## Exercise goal
Each line from the one containing "Study the photograph above. For every instance of the canyon" to the last line of the listing below is to be duplicated exactly, and no picture is to be carried over.
========================
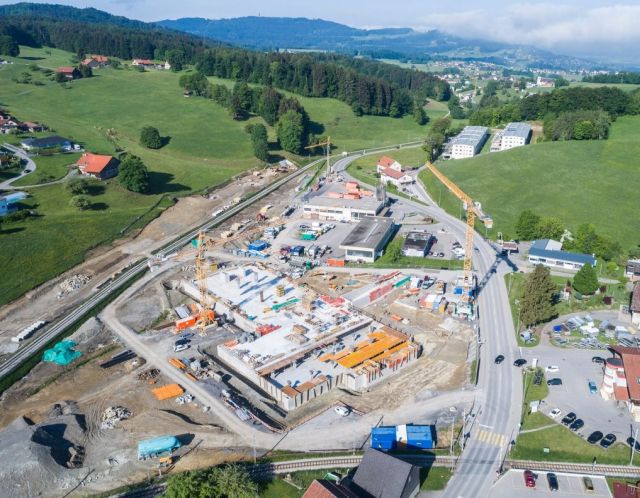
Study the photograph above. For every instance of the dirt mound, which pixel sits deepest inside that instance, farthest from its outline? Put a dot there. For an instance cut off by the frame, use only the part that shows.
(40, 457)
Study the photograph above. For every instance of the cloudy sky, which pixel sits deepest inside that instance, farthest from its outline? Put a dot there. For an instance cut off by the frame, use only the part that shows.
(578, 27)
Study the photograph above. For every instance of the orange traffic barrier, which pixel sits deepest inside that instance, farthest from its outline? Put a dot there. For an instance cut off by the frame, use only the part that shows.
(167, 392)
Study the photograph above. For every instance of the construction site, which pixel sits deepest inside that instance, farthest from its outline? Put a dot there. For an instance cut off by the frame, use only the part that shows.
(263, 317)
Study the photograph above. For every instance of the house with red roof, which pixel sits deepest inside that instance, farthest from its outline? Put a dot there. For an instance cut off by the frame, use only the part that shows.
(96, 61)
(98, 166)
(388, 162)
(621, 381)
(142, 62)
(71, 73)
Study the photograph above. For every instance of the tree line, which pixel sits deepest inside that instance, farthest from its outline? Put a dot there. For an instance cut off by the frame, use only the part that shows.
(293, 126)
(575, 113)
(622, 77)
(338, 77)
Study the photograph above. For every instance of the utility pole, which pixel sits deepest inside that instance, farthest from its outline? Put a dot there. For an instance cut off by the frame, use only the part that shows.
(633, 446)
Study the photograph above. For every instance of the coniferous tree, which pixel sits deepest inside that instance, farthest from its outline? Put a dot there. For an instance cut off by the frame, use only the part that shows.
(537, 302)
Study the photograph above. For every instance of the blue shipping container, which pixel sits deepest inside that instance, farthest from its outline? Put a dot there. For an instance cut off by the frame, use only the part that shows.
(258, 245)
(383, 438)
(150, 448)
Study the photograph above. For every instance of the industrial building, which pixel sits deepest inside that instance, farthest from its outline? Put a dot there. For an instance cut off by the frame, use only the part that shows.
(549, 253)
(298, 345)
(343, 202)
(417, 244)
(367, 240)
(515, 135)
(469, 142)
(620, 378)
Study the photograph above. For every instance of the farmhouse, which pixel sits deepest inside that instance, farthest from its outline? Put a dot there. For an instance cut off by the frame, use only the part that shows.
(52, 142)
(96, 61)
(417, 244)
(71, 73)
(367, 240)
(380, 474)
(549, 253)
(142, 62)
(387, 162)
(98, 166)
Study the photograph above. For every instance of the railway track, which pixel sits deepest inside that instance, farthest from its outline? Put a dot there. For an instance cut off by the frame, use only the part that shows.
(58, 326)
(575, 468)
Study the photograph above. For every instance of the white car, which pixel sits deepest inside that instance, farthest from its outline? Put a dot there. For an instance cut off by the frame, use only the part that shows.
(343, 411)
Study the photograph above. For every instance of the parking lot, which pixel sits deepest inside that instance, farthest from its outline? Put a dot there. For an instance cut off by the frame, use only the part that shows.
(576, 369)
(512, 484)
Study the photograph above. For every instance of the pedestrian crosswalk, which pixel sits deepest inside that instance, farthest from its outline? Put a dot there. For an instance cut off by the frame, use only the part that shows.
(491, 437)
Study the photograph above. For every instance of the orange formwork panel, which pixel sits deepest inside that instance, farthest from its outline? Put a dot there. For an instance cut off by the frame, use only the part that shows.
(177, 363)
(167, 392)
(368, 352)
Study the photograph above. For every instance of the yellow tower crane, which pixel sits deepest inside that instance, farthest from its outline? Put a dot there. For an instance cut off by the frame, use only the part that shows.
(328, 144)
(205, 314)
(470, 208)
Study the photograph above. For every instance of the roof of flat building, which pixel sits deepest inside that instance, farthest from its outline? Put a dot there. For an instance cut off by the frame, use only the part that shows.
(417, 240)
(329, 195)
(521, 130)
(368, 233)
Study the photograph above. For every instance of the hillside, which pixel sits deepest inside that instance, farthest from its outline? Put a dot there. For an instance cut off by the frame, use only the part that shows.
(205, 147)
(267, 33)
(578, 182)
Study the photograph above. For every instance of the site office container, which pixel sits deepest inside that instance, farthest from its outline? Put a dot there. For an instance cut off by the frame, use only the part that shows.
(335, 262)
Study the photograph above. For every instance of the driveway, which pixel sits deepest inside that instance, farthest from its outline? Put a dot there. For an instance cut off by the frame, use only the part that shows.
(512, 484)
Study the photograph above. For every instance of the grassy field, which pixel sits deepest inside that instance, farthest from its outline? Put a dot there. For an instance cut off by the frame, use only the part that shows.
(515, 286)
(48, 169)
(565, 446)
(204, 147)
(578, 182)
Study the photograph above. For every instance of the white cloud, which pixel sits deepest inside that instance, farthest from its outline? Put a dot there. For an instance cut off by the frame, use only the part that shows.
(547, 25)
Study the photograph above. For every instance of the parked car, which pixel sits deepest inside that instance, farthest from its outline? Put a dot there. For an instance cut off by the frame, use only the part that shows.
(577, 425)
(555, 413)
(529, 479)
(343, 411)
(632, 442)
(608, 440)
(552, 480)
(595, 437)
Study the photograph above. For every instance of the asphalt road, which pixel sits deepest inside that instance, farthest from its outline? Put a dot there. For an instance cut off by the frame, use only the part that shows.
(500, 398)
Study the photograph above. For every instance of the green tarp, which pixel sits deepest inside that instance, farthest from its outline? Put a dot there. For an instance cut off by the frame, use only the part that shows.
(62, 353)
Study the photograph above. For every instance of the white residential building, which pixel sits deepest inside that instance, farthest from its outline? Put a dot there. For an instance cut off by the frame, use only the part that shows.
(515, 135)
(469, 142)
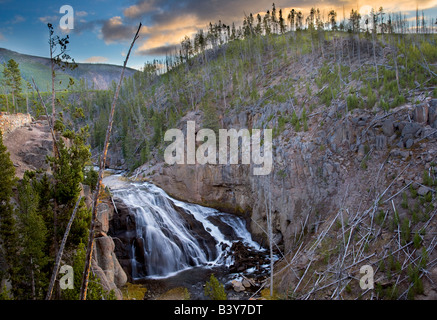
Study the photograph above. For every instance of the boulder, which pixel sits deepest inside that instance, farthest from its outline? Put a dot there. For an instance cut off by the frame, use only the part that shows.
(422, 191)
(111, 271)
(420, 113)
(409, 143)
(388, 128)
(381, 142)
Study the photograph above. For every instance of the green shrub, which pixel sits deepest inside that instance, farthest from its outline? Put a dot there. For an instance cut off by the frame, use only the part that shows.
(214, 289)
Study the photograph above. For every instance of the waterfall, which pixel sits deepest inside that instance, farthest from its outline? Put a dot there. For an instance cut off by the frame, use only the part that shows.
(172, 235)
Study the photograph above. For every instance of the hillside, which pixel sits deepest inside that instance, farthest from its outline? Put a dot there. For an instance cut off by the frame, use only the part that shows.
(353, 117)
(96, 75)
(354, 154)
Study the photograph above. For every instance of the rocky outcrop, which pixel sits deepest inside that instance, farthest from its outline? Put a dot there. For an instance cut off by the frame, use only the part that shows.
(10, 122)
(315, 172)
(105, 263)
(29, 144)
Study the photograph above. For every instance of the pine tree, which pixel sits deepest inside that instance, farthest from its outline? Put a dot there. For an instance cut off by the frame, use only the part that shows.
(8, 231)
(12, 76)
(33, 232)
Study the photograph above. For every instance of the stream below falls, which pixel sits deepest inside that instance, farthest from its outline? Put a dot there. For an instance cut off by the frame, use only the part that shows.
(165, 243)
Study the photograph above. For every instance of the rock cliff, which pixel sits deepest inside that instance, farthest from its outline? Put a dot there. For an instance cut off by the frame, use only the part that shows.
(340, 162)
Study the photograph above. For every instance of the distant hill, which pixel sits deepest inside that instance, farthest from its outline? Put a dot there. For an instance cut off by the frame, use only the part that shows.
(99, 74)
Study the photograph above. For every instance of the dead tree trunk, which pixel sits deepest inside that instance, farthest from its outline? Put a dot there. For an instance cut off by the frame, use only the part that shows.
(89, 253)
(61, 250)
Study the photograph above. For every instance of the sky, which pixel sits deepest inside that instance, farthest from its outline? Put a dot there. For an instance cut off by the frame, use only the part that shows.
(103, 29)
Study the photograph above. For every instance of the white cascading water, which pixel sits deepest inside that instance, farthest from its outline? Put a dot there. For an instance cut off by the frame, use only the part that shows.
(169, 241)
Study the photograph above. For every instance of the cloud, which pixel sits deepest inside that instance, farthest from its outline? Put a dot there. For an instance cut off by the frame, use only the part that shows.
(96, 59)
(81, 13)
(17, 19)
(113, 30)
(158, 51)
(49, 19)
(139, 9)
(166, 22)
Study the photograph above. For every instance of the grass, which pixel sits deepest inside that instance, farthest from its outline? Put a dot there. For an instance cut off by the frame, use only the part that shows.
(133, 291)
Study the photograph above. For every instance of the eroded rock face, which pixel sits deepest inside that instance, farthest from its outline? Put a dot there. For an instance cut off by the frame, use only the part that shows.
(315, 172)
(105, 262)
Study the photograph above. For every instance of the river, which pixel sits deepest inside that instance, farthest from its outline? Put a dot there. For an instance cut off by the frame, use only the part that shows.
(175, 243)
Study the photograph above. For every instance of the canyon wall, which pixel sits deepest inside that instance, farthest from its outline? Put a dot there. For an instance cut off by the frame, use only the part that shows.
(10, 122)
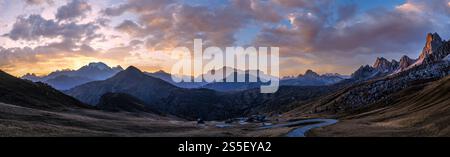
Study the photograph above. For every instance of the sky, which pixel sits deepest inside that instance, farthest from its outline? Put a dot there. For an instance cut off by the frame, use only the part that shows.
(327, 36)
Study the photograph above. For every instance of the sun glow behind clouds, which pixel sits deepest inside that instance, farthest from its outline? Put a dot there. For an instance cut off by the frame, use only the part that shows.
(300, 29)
========================
## Solution for this problem
Study the photograph above. For every instance of the canyon wall, which pixel sits deepest inside that instance, farthest from its outline? Put a dot there. For an instance cut off by the frame, use only the part that shows.
(10, 122)
Study the photograph above. For every instance of the sky, which pixel sits deepest inside that instance, farthest from its outline? Put a dot there. For an instance cut off by the frame, use only the part that shows.
(327, 36)
Study the photograph above. For every instance of the sun glow behind clouds, which pixel sits deepest inside that instance, farthest from its outline? Put a dot there. For an instance cut off by the frame, use only the part that shows.
(300, 29)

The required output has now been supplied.